◆ Activity ◆
All entries are to be transcribed verbatim, but images are not carried over.

◆ Information shown ◆
== Segment start ==
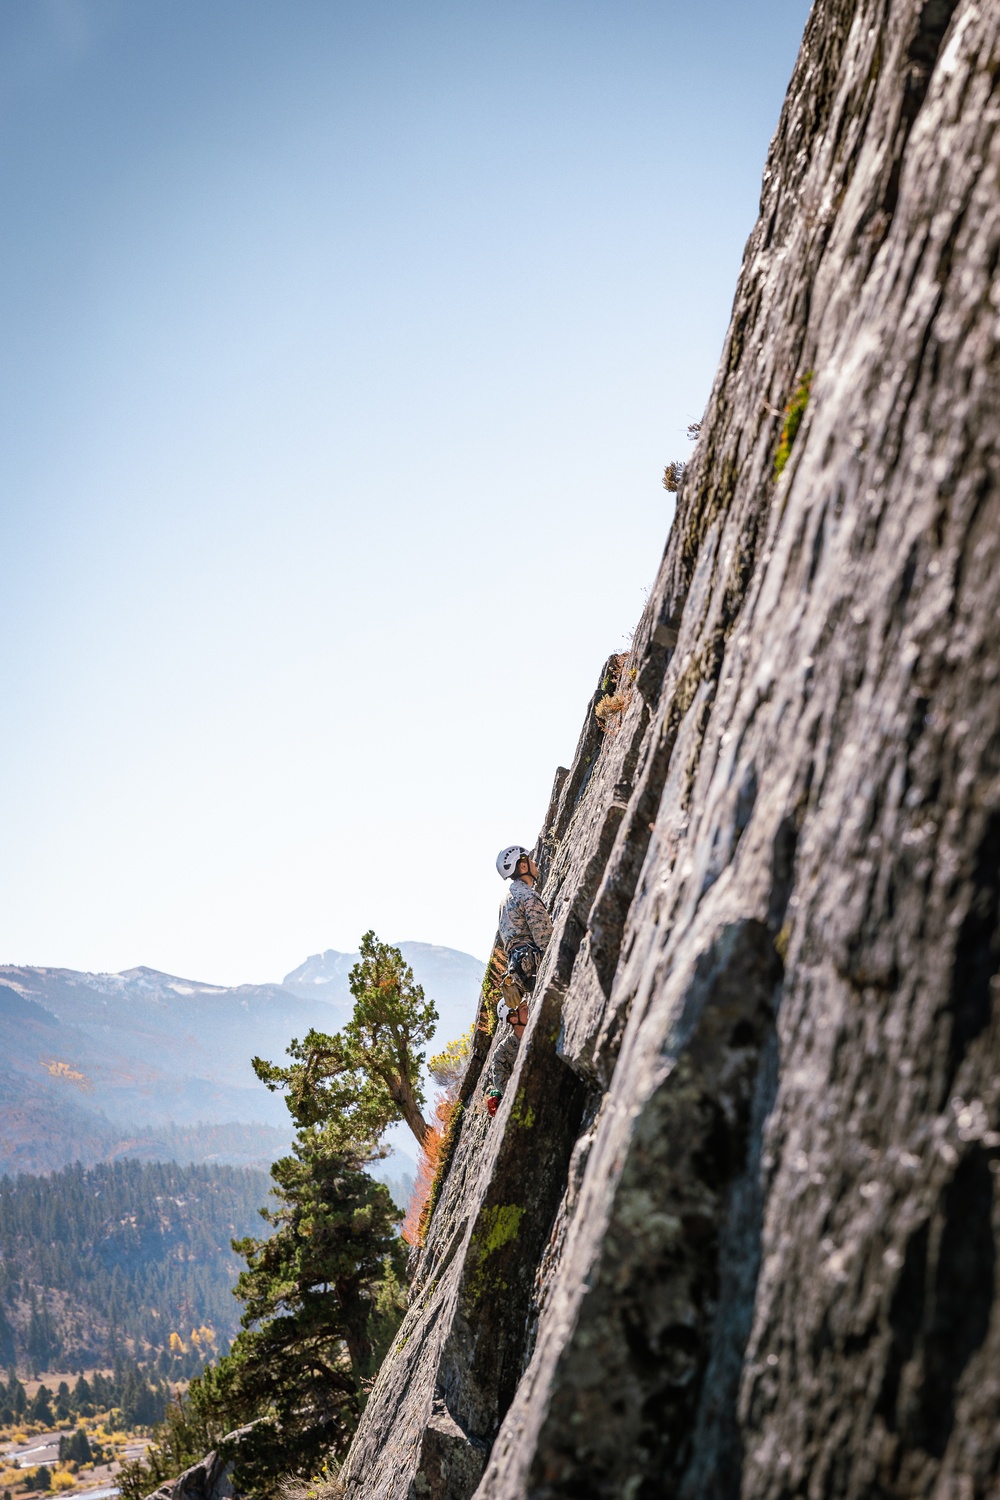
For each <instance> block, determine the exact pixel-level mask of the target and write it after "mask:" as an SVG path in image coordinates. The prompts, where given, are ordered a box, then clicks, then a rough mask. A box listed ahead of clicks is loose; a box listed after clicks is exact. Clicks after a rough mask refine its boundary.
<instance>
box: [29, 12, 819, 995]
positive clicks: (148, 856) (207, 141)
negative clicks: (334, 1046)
mask: <svg viewBox="0 0 1000 1500" xmlns="http://www.w3.org/2000/svg"><path fill="white" fill-rule="evenodd" d="M807 12H808V5H807V3H805V0H768V3H756V5H754V3H747V0H742V3H736V0H703V3H700V5H699V6H690V5H681V3H673V0H660V3H657V5H652V3H633V0H615V3H610V0H601V3H589V0H535V3H520V0H504V3H477V0H466V3H420V5H417V3H409V5H403V3H397V0H355V3H337V0H324V3H318V0H280V3H279V0H270V3H259V0H6V3H4V6H3V7H1V9H0V58H1V62H0V130H1V132H3V150H1V151H0V163H1V165H0V178H1V189H3V199H4V210H6V211H4V216H3V220H4V223H3V229H0V324H1V333H3V350H4V356H3V365H1V369H0V381H1V390H0V443H1V446H3V453H4V463H3V478H1V480H0V486H1V489H0V567H1V570H3V576H1V588H0V616H1V618H0V694H1V700H3V705H4V732H3V736H1V739H0V760H1V763H0V962H10V963H39V965H66V966H70V968H91V969H111V971H117V969H121V968H127V966H132V965H138V963H147V965H151V966H156V968H162V969H168V971H171V972H177V974H186V975H190V977H196V978H202V980H213V981H217V983H241V981H250V980H273V978H280V975H282V974H285V972H286V971H289V969H291V968H294V966H295V965H297V963H300V962H301V959H304V957H306V954H309V953H315V951H318V950H321V948H327V947H336V948H346V950H349V948H354V947H357V942H358V938H360V935H361V932H364V929H367V927H375V930H376V932H378V933H379V936H382V938H387V939H391V941H400V939H418V941H426V942H439V944H447V945H450V947H457V948H465V950H468V951H472V953H477V954H480V956H483V954H486V951H487V950H489V944H490V939H492V932H493V924H495V915H496V904H498V901H499V898H501V895H502V889H504V888H502V885H501V882H499V879H498V877H496V874H495V871H493V867H492V864H493V856H495V853H496V849H498V847H499V846H501V844H505V843H510V841H516V840H517V841H525V843H531V841H532V840H534V837H535V834H537V829H538V825H540V820H541V816H543V813H544V807H546V802H547V798H549V790H550V784H552V775H553V772H555V766H556V765H558V763H559V762H562V763H567V762H568V759H570V756H571V754H573V748H574V744H576V738H577V733H579V729H580V718H582V714H583V708H585V705H586V699H588V696H589V693H591V690H592V685H594V681H595V676H597V672H598V669H600V664H601V661H603V660H604V657H606V655H607V654H609V652H610V651H613V649H618V648H621V645H622V642H624V639H625V637H627V634H628V630H630V627H631V625H633V624H634V621H636V618H637V616H639V612H640V609H642V604H643V589H645V588H646V586H648V585H649V583H651V580H652V577H654V574H655V570H657V564H658V561H660V555H661V552H663V546H664V541H666V535H667V528H669V520H670V508H669V501H667V496H666V493H664V490H663V489H661V486H660V475H661V472H663V466H664V463H666V462H667V460H669V459H673V458H684V456H685V455H687V452H688V444H687V440H685V426H687V423H688V422H691V420H696V419H699V417H700V416H702V411H703V407H705V402H706V399H708V395H709V390H711V383H712V377H714V372H715V365H717V362H718V356H720V351H721V342H723V336H724V332H726V324H727V320H729V309H730V303H732V296H733V288H735V281H736V273H738V269H739V261H741V255H742V248H744V242H745V239H747V234H748V233H750V229H751V226H753V222H754V216H756V207H757V196H759V187H760V172H762V168H763V160H765V154H766V148H768V142H769V139H771V135H772V132H774V127H775V124H777V118H778V113H780V108H781V101H783V96H784V90H786V87H787V81H789V77H790V72H792V66H793V62H795V54H796V51H798V43H799V39H801V33H802V27H804V24H805V18H807Z"/></svg>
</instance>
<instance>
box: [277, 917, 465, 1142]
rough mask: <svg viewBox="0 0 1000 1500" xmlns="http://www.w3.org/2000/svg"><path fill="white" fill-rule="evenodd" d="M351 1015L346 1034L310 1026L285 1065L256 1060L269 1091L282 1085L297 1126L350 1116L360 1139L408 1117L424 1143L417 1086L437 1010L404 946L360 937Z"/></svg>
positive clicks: (408, 1122) (293, 1044) (355, 970)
== Segment end ==
◆ Answer below ◆
For each <instance> block, determine the exact pixel-level mask of the target and write it after "mask:" as an SVG path in image coordinates. The prompts, where given, are ordered a box, then clicks, then a rough mask. A box listed ahead of clicks is loose; a box listed after clicks is exact. Clicks after a rough mask refine its boundary.
<instance>
box: [29, 12, 819, 995]
positive clicks: (148, 856) (207, 141)
negative clicks: (334, 1046)
mask: <svg viewBox="0 0 1000 1500" xmlns="http://www.w3.org/2000/svg"><path fill="white" fill-rule="evenodd" d="M807 12H808V5H807V3H805V0H768V3H756V5H754V3H747V0H742V3H736V0H703V3H700V5H699V6H690V5H681V3H673V0H660V3H657V5H652V3H633V0H615V3H610V0H601V3H589V0H535V3H520V0H504V3H477V0H466V3H420V5H417V3H409V5H403V3H397V0H355V3H337V0H324V3H318V0H280V3H279V0H270V3H259V0H6V3H4V6H3V7H1V9H0V58H1V62H0V130H1V132H3V150H1V151H0V163H1V165H0V178H1V189H3V199H4V210H6V211H4V216H3V220H4V223H3V229H0V324H1V333H3V350H4V356H3V365H1V369H0V381H1V390H0V443H1V446H3V453H4V463H3V478H1V480H0V486H1V489H0V567H1V570H3V576H1V588H0V616H1V618H0V694H1V700H3V705H4V732H3V736H1V739H0V760H1V763H0V962H10V963H39V965H66V966H70V968H91V969H111V971H117V969H121V968H127V966H132V965H138V963H147V965H151V966H156V968H162V969H168V971H171V972H177V974H186V975H190V977H196V978H202V980H213V981H217V983H241V981H250V980H273V978H280V975H282V974H285V972H286V971H289V969H291V968H294V966H295V965H297V963H300V962H301V959H304V957H306V954H309V953H315V951H318V950H321V948H327V947H336V948H346V950H349V948H354V947H357V942H358V938H360V935H361V932H364V929H367V927H375V930H376V932H378V933H379V936H382V938H387V939H391V941H400V939H418V941H426V942H439V944H447V945H450V947H457V948H465V950H468V951H472V953H477V954H480V956H483V954H486V951H487V950H489V944H490V939H492V932H493V924H495V915H496V904H498V901H499V898H501V895H502V889H504V888H502V885H501V882H499V879H498V877H496V874H495V871H493V867H492V864H493V856H495V853H496V849H498V847H499V846H501V844H505V843H510V841H516V840H517V841H525V843H531V841H532V840H534V837H535V834H537V829H538V825H540V820H541V816H543V813H544V807H546V802H547V798H549V790H550V784H552V775H553V772H555V766H556V765H558V763H559V762H562V763H567V762H568V759H570V756H571V754H573V748H574V744H576V738H577V733H579V729H580V718H582V714H583V708H585V705H586V699H588V696H589V693H591V690H592V685H594V681H595V676H597V672H598V669H600V664H601V661H603V660H604V657H606V655H607V654H609V652H610V651H613V649H618V648H621V645H622V642H624V639H625V637H627V634H628V630H630V627H631V625H633V624H634V621H636V618H637V616H639V612H640V609H642V604H643V589H645V588H646V586H648V585H649V583H651V580H652V577H654V574H655V570H657V564H658V561H660V555H661V552H663V546H664V541H666V535H667V528H669V520H670V508H669V501H667V496H666V493H664V490H663V489H661V486H660V475H661V472H663V466H664V463H666V462H667V460H669V459H673V458H684V456H685V455H687V452H688V444H687V440H685V426H687V423H688V422H691V420H696V419H699V417H700V416H702V411H703V407H705V402H706V399H708V395H709V390H711V383H712V377H714V372H715V365H717V362H718V356H720V351H721V342H723V336H724V332H726V324H727V320H729V309H730V303H732V296H733V288H735V281H736V273H738V269H739V261H741V255H742V248H744V242H745V239H747V234H748V233H750V229H751V226H753V222H754V216H756V207H757V196H759V187H760V172H762V168H763V160H765V154H766V148H768V142H769V139H771V135H772V132H774V127H775V124H777V118H778V113H780V108H781V101H783V96H784V90H786V87H787V81H789V77H790V72H792V66H793V62H795V54H796V51H798V43H799V39H801V33H802V27H804V24H805V18H807Z"/></svg>
</instance>
<instance>
box: [277, 917, 465, 1142]
rough mask: <svg viewBox="0 0 1000 1500" xmlns="http://www.w3.org/2000/svg"><path fill="white" fill-rule="evenodd" d="M351 1015L346 1034L310 1026L285 1065L256 1060L269 1091L282 1085L297 1126L350 1116L360 1139L408 1117L424 1143L417 1086L437 1010L404 946L360 937Z"/></svg>
positive clicks: (408, 1122) (293, 1044) (355, 970)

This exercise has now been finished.